In April 2009 I started busking on Bulwer Street. A woman walked past, told me she liked my music but that no-one could really hear me where I was. She gave me R10 and suggested that I ask the owners of Earth Mother organic restaurant if I could sing there instead. Earth Mother agreed, and I stayed there for two months. By then I had my own second-hand sound system and I moved on.
After my gigs at Earth Mother restaurant, André Schubert, the owner of The Art Café, asked me to play there once a month and it gave me huge exposure.
In 2009 I was asked to sing at two weddings, last year I did 13 weddings and now my phone rings all the time.
Once, at a restaurant in Durban, my former employer came in with his family while I was playing Frank Sinatra’s My Way. During the break I went over to say hello. I told him that I had forgiven him. He was a teacher and it was a learning process.
The biggest lesson I’ve learnt here is that your reputation is your most valuable asset. Durban is a very small city and everybody knows everyone else. You have to be careful about what you say, what you do and where you do it.

ACTIVITIES ->
1. List every named place (streets, venues and cities) that appears in the busking account.
2. Carry the busking account forward from its last sentence.
The stored data has no connection to the busking account.

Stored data
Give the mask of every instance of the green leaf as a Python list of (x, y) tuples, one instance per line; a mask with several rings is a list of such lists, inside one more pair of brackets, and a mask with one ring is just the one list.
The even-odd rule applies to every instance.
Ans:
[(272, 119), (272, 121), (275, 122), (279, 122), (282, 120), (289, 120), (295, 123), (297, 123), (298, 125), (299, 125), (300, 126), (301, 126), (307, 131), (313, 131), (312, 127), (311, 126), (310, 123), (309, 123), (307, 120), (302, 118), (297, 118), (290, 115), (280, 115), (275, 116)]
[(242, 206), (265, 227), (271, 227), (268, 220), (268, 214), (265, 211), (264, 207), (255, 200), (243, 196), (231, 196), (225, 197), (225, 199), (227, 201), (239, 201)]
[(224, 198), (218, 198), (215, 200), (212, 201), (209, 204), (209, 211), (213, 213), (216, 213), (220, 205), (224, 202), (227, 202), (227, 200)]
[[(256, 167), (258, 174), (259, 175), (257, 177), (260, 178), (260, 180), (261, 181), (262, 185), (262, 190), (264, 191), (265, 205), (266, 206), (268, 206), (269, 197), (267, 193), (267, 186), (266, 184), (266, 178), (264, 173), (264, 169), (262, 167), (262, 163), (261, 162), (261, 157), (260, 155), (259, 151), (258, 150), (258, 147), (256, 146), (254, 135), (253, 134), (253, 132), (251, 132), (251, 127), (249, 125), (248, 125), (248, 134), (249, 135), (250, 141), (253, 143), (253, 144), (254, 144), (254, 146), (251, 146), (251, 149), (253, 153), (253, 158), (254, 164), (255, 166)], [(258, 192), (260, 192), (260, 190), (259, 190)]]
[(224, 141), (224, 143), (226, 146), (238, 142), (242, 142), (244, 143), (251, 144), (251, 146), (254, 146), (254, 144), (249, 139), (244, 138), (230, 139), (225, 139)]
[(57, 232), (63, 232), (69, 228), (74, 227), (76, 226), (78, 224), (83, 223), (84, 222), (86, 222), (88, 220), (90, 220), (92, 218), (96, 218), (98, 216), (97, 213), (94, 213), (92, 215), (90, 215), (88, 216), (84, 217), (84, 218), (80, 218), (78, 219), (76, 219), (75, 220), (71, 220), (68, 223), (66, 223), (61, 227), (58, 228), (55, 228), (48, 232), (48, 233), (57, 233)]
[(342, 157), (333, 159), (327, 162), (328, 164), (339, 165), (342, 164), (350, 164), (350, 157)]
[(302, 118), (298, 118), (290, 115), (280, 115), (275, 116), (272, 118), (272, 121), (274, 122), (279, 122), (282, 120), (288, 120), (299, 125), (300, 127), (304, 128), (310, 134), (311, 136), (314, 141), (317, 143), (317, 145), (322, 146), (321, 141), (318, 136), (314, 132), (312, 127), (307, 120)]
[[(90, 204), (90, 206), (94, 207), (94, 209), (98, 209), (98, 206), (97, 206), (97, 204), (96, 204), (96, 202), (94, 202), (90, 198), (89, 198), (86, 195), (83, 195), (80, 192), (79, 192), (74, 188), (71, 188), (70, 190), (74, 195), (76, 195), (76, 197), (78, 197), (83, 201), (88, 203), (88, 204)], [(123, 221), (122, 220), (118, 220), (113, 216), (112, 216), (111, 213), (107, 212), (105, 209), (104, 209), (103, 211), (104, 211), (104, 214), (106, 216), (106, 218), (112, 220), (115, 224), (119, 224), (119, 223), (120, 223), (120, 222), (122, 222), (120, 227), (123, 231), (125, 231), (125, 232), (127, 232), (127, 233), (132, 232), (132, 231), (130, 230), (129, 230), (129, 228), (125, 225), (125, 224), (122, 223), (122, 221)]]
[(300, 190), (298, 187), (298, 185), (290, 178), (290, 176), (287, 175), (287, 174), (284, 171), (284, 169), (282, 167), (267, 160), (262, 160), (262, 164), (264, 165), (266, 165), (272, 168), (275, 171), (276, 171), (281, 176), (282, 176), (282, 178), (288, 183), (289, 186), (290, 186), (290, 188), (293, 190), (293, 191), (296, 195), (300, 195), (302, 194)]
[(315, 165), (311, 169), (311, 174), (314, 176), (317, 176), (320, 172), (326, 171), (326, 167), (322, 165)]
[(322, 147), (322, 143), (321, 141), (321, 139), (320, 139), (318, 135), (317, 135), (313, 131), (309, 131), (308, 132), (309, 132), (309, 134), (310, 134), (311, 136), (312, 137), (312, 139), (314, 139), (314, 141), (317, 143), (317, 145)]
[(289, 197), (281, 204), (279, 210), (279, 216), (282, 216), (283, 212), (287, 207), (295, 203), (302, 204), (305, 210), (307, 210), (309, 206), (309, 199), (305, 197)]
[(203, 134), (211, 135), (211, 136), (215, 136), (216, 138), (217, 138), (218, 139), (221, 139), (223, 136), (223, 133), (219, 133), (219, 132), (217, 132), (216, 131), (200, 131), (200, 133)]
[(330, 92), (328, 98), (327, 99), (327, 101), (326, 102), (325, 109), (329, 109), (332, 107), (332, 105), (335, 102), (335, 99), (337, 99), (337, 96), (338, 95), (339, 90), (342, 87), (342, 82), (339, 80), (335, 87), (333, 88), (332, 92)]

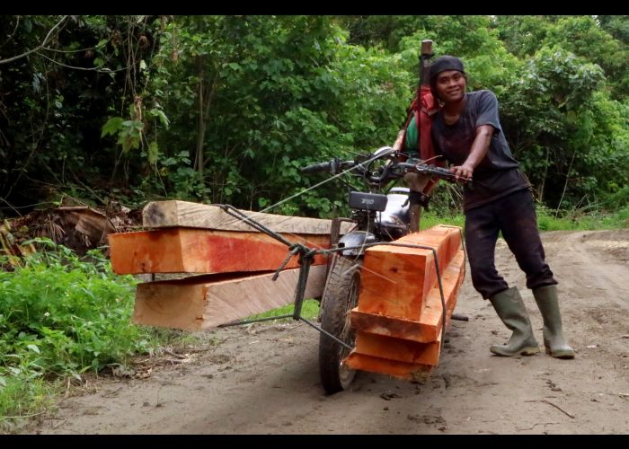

ANSWERS TO EACH TASK ->
1. Bulwer Street, Earth Mother organic restaurant, The Art Café, Durban

2.
Two things I’ve come to love about South Africa are the KZN landscape and the diversity of the South African people. The Congo has diversity, but for us, being African means being black. Here it’s not about how you look, but how you feel. Living here has changed my mind-set about what it means to be an African.
Something that puzzles me about SA is that people tend to complain a lot. They are never happy and always seem to want more. You have so much more to celebrate than you have to worry about.
Friends always complain that the government isn’t creating jobs, but I don’t believe it’s the job of government to give people jobs. It’s their job to create a good environment in which you can create the world of your own dreams. It’s not good in the long term to create the idea that government can meet all your needs.
The hardest thing about doing business here is not being able to speak English. When I started it took so much courage to knock on doors. When I met André, I couldn’t speak English and used sign language.
The biggest difference between being a musician in the Congo versus South Africa is that there is no music industry as such. Here I’ve gained a better understanding of the music industry. The two years I’ve been in SA have given me so much more than I would’ve had had I stayed in the Congo.
Another difference here is that women really love it when you sing in French. They say it’s romantic. Whenever I do weddings, brides always ask for French songs. My friends have told me that I should speak to the brides in French, even if they don’t understand what I’m saying.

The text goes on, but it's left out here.